* EXCERPTED PASSAGE:
⁂

There’s something about Southampton that’s always struck a chord with me. Not really sure why.
It could be something as daft as their 1976 FA Cup Final kit being similar to City’s of that same period (I was a very impressionable schoolboy…) or perhaps it’s the sublime memory of Bobby Stokes’ goal in that same game, and the angst it caused a dour, gum-chewing, Scottish, Manchester United manager.
Equally it could be I’ve always perceived them to be a club similar in stature to Norwich; a club often on the fringes, but never considered quite ‘big’ enough to penetrate the cartel at the top of the English game. A club considered unfashionable – just like us – even after swapping the spit-and-sawdust surroundings of The Dell for the spanking brand new ones of the St Mary’s Stadium.
In reality it’s probably a little of all those things.
Whatever the reason, the Saints fall in that unusual – and very small – category of clubs who have done little or nothing that rankles with me. A category that also includes Blackpool and…….… Southampton.
Like I said… a very small and elite group.
The flip side is a category rather larger in number and, in addition to the obvious incumbents – ‘that lot’, Wolves, Leeds etc – always contains a few guest teams, based on recent events. Step forward West Ham, QPR, Aston Villa and Stoke.
But back to Southampton… the only obvious aberration I can recall occurring in deepest Hampshire was that brief, ill-judged flirtation in the mid-noughties with the media darling that is ‘Arry. To their credit it was only a brief one before good old ‘H’ was shifted back along the south coast to wreak more havoc.

⁂

* SUPPLIED ENTRIES:
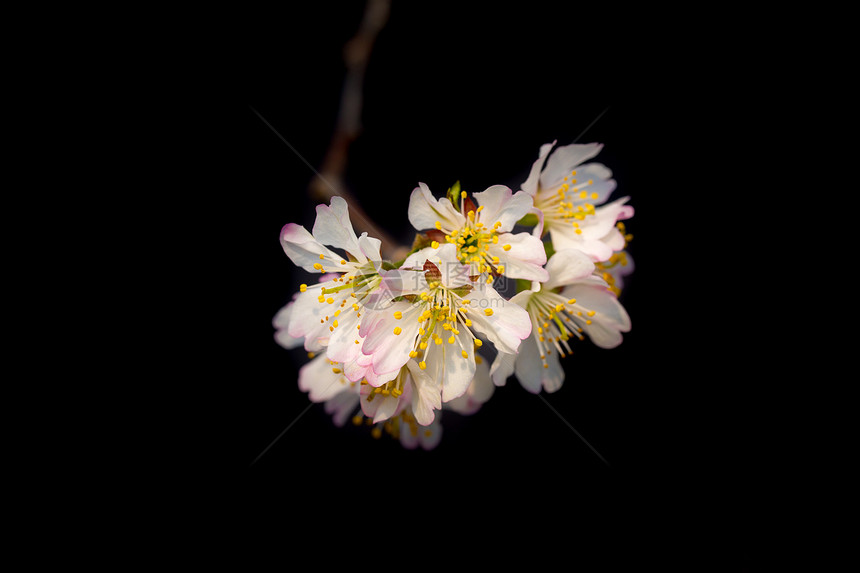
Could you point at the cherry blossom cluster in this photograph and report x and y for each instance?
(393, 343)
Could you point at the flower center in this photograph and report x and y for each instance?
(568, 205)
(555, 320)
(474, 239)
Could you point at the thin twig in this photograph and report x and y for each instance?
(329, 181)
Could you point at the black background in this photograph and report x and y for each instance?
(471, 95)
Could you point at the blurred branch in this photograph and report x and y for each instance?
(329, 181)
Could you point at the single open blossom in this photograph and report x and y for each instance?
(481, 233)
(326, 315)
(430, 323)
(574, 302)
(571, 196)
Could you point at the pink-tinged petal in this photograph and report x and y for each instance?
(525, 257)
(565, 237)
(333, 227)
(503, 364)
(598, 191)
(604, 219)
(390, 351)
(530, 185)
(281, 322)
(304, 250)
(499, 205)
(610, 318)
(425, 210)
(320, 381)
(503, 367)
(308, 319)
(563, 161)
(377, 380)
(355, 371)
(479, 391)
(427, 437)
(531, 372)
(370, 247)
(427, 394)
(453, 272)
(446, 364)
(538, 229)
(567, 266)
(344, 344)
(614, 240)
(594, 294)
(341, 407)
(505, 325)
(528, 366)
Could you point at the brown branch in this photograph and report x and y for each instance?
(348, 127)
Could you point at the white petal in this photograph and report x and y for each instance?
(427, 394)
(308, 312)
(320, 381)
(507, 324)
(500, 206)
(304, 250)
(370, 247)
(479, 391)
(529, 366)
(564, 160)
(379, 408)
(342, 345)
(503, 367)
(567, 266)
(604, 219)
(391, 351)
(341, 407)
(446, 364)
(530, 185)
(333, 227)
(602, 185)
(525, 258)
(565, 237)
(425, 210)
(281, 322)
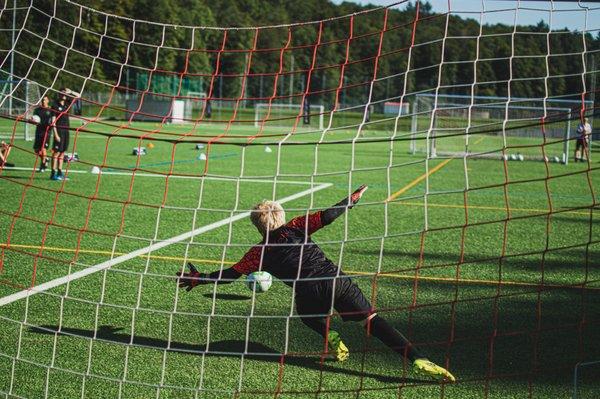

⁂

* CHALLENGE: Reproduce the entire passage about Southampton above, word for word and without alteration.

* SOLUTION:
There’s something about Southampton that’s always struck a chord with me. Not really sure why.
It could be something as daft as their 1976 FA Cup Final kit being similar to City’s of that same period (I was a very impressionable schoolboy…) or perhaps it’s the sublime memory of Bobby Stokes’ goal in that same game, and the angst it caused a dour, gum-chewing, Scottish, Manchester United manager.
Equally it could be I’ve always perceived them to be a club similar in stature to Norwich; a club often on the fringes, but never considered quite ‘big’ enough to penetrate the cartel at the top of the English game. A club considered unfashionable – just like us – even after swapping the spit-and-sawdust surroundings of The Dell for the spanking brand new ones of the St Mary’s Stadium.
In reality it’s probably a little of all those things.
Whatever the reason, the Saints fall in that unusual – and very small – category of clubs who have done little or nothing that rankles with me. A category that also includes Blackpool and…….… Southampton.
Like I said… a very small and elite group.
The flip side is a category rather larger in number and, in addition to the obvious incumbents – ‘that lot’, Wolves, Leeds etc – always contains a few guest teams, based on recent events. Step forward West Ham, QPR, Aston Villa and Stoke.
But back to Southampton… the only obvious aberration I can recall occurring in deepest Hampshire was that brief, ill-judged flirtation in the mid-noughties with the media darling that is ‘Arry. To their credit it was only a brief one before good old ‘H’ was shifted back along the south coast to wreak more havoc.